Transcribe every line of the listing below without any deviation.

• Point annotation dataset records:

--*--

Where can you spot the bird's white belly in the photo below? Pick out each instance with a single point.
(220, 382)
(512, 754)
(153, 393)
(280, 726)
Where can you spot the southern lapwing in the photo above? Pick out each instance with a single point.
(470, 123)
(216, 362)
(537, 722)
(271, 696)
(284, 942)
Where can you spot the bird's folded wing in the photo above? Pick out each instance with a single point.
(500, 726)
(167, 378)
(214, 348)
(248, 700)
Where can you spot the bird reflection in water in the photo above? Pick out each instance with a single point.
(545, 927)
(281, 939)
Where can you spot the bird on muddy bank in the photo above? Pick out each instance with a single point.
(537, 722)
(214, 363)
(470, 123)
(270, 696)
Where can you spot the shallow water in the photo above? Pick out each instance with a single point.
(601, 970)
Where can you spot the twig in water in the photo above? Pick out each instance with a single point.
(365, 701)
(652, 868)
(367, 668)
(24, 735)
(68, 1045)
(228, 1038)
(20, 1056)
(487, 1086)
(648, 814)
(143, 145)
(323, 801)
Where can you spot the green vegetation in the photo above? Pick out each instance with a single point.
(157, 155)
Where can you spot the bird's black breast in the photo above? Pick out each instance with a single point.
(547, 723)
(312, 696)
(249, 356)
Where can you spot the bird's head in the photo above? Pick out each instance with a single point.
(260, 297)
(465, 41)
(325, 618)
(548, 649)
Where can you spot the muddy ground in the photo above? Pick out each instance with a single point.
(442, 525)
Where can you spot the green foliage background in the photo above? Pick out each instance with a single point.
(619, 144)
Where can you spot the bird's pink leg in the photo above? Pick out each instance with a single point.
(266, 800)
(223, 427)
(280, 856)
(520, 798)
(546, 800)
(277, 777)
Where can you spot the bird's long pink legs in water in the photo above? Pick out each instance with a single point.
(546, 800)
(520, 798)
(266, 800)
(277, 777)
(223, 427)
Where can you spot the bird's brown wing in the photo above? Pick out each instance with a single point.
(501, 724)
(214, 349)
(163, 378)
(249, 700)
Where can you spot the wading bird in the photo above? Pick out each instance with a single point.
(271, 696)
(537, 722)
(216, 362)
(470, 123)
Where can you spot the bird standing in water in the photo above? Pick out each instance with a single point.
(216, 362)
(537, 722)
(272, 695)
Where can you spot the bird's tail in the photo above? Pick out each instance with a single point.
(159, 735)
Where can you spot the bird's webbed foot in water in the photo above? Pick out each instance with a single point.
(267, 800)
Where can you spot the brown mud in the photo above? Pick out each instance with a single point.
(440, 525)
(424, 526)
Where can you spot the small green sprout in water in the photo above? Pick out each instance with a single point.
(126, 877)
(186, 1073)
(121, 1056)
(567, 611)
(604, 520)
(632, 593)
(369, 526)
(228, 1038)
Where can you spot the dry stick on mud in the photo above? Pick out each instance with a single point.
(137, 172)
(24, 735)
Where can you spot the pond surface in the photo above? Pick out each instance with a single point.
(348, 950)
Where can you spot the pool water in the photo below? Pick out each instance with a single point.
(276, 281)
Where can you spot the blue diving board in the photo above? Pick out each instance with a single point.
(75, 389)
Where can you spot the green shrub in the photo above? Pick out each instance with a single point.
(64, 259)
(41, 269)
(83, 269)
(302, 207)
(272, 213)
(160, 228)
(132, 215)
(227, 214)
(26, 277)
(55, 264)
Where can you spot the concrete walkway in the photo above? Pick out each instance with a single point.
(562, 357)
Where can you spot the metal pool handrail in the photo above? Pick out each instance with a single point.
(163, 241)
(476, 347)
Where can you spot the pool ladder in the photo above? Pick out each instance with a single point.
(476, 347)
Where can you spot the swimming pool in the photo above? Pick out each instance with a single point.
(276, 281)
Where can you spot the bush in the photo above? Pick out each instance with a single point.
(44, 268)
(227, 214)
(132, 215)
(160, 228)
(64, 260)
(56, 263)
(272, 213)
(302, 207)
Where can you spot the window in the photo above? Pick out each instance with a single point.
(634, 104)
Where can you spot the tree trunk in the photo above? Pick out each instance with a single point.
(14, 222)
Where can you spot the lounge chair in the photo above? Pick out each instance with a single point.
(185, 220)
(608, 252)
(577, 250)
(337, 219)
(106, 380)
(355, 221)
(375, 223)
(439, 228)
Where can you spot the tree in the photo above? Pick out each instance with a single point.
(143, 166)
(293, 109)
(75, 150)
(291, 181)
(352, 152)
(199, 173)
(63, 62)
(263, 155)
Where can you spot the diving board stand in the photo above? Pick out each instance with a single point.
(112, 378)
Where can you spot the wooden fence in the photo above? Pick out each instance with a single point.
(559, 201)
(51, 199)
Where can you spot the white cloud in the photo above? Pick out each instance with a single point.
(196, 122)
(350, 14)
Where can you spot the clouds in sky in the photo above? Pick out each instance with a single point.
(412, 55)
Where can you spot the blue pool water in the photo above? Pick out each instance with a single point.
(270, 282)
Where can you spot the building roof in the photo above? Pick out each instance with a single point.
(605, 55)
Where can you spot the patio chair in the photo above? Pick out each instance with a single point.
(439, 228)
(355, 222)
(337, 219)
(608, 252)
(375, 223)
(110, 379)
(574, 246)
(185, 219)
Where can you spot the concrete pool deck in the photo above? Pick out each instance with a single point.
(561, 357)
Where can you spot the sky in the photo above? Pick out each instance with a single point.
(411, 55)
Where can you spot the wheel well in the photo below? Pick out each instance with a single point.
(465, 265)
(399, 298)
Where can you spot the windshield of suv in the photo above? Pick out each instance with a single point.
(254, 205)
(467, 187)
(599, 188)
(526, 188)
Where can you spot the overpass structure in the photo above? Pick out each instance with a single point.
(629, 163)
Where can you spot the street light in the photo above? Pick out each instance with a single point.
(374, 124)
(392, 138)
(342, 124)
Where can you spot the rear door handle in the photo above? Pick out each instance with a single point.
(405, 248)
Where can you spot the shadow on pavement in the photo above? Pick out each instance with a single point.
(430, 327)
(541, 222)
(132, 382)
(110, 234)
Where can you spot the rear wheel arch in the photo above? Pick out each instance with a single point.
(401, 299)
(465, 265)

--*--

• Exercise response:
Where can you spot the bird's white belly in the photo below? Pick out each instance with a single point.
(220, 382)
(512, 754)
(153, 393)
(280, 726)
Where can you spot the southern lapwing in the photo above? Pick out each instance with a single point.
(470, 123)
(216, 362)
(537, 722)
(271, 696)
(284, 942)
Where can you spot the bird's folded wing in the photo above? Pick out each instance with a single point.
(500, 726)
(167, 378)
(214, 348)
(248, 700)
Where can you spot the bird reflection in water in the photo above? Pick out each instance with a single point.
(545, 927)
(281, 939)
Where can you spot the bird on muddy bank in the photo above? Pick out each instance with a single point.
(537, 722)
(214, 363)
(470, 123)
(270, 696)
Where can you spot the shallow water in the photo above? Pick out each instance with a single point.
(601, 970)
Where can you spot the twig in water in the photo above? Pick out each instance with a single point.
(365, 701)
(652, 868)
(367, 668)
(24, 735)
(68, 1045)
(228, 1038)
(20, 1056)
(487, 1086)
(648, 814)
(143, 145)
(323, 801)
Where can you spot the green vegetation in the photo above? Pick out each instance with a single point.
(157, 155)
Where can you spot the bird's black breast in the photo above? Pick out each instance with a single point.
(547, 723)
(312, 696)
(249, 356)
Where can you spot the bird's head in the photo above? Pick out each instance with a single point.
(260, 297)
(465, 41)
(325, 618)
(548, 649)
Where can you spot the muddy ground in the photo above? Pick out each instance with a single point.
(442, 525)
Where can you spot the green foliage background in the photo above? Pick out each instance with a single point.
(619, 144)
Where can you spot the bird's pink leg in the photo above? Pick out each instance with a single point.
(266, 800)
(223, 427)
(280, 856)
(520, 798)
(546, 800)
(277, 777)
Where can you spot the bird's long pink legs in water in the photo above? Pick out each instance with a single point.
(546, 800)
(520, 798)
(266, 800)
(277, 777)
(223, 427)
Where can you spot the bird's brown wing in the photo above? Pick out each instance with a single point.
(501, 724)
(214, 349)
(163, 378)
(249, 700)
Where can you spot the wading bird in the photo above? Pick out each instance with a single point.
(271, 696)
(537, 722)
(216, 362)
(470, 123)
Where can you spot the bird standing in water in the photo above? Pick out each instance with a single point.
(216, 362)
(537, 722)
(272, 695)
Where can you spot the bird's tail in the photo above? Pick out each instance with a single point.
(159, 735)
Where can you spot the bird's webbed foot in water in the photo above? Pick out each instance with a single point.
(267, 800)
Where can you spot the brown mud in the photo above? Pick out each instance with a single point.
(440, 525)
(424, 526)
Where can you spot the small green sprout in water in the photo above? Pick out each instance with a single point.
(126, 877)
(186, 1073)
(121, 1056)
(567, 611)
(604, 520)
(632, 593)
(369, 526)
(228, 1038)
Where can you spot the dry stick on mud in the photo above? Pick out each instance with a single point.
(137, 172)
(24, 735)
Where can you spot the pond surface in the photo above? Pick out each instance with a single point.
(348, 950)
Where can you spot the pool water in the photo below? Pick out each instance with a single point.
(276, 281)
Where can you spot the blue diving board in the photo above? Pick out each instance with a single point.
(75, 389)
Where can you spot the green shrub in the photo above? Pick out each instance with a single point.
(64, 259)
(41, 269)
(83, 269)
(302, 207)
(272, 213)
(160, 228)
(132, 215)
(227, 214)
(26, 277)
(55, 264)
Where can you spot the concrete walkway in the photo above? Pick out each instance with a single point.
(562, 357)
Where can you spot the metal pool handrail in the photo above? Pick out each instance with a single point.
(163, 241)
(476, 347)
Where can you spot the pool ladder in the photo above? Pick out each instance with a single point.
(476, 347)
Where can you spot the swimming pool in the photo above? Pick out each instance with a single point.
(276, 281)
Where can you spot the bush in the photo above? Pick out each instance with a single point.
(44, 268)
(227, 214)
(132, 215)
(160, 228)
(64, 260)
(56, 263)
(272, 213)
(302, 207)
Where can you spot the window in the photo above? Pick out each instance with a single point.
(634, 104)
Where can you spot the tree trunk in the photo above? Pick out each instance with a single point.
(14, 222)
Where can you spot the lounge chair in the photo above? Pick out each instance with a single point.
(185, 220)
(608, 252)
(577, 250)
(337, 219)
(106, 380)
(355, 221)
(375, 223)
(439, 228)
Where can you spot the tree in the photo above? Pick out each instance with a single point.
(143, 166)
(293, 109)
(75, 150)
(291, 181)
(352, 152)
(199, 173)
(63, 62)
(263, 155)
Where can you spot the diving board stand in the photo above? Pick out each instance with a single point.
(112, 378)
Where can you spot the wooden fence in the photo above? Pick out each instance with a single point.
(559, 201)
(51, 199)
Where can you spot the white cloud in the photo above? Pick out each instance with a single point.
(196, 122)
(350, 14)
Where can you spot the clouds in sky in the photo above? Pick out each instance with a single point.
(412, 55)
Where can you spot the blue pool water in the photo above? Pick out each instance with a single point.
(270, 282)
Where can you spot the building roof in the photo above? Pick out each instance with a single point.
(605, 55)
Where can you spot the patio chair in the photo above? Pick out each instance with a single point.
(439, 228)
(355, 222)
(337, 219)
(608, 252)
(375, 223)
(110, 379)
(574, 246)
(185, 219)
Where can you spot the concrete pool deck in the photo above? Pick out each instance with a single point.
(561, 357)
Where can you spot the sky in the photo above? Pick out each instance with a single point.
(411, 55)
Where can you spot the wheel well in the photo below? Pick out each instance with a single point.
(465, 265)
(399, 298)
Where can you spot the windshield of suv in the photo above? Pick out each instance with a single point.
(254, 205)
(467, 187)
(599, 188)
(526, 188)
Where can you spot the overpass structure in the photo above? Pick out each instance with a single point.
(629, 163)
Where can you spot the street light in the photo above? Pick out each instance with a single point.
(374, 124)
(392, 138)
(342, 124)
Where can you spot the rear door handle in the photo above? Pick out each instance with a single point.
(405, 248)
Where can you spot the shadow on pavement in the photo above? Pick out each instance with a single point.
(430, 327)
(541, 222)
(132, 382)
(110, 234)
Where can you spot the rear wheel arch in the photo above? Pick out each instance with a single point.
(401, 299)
(465, 265)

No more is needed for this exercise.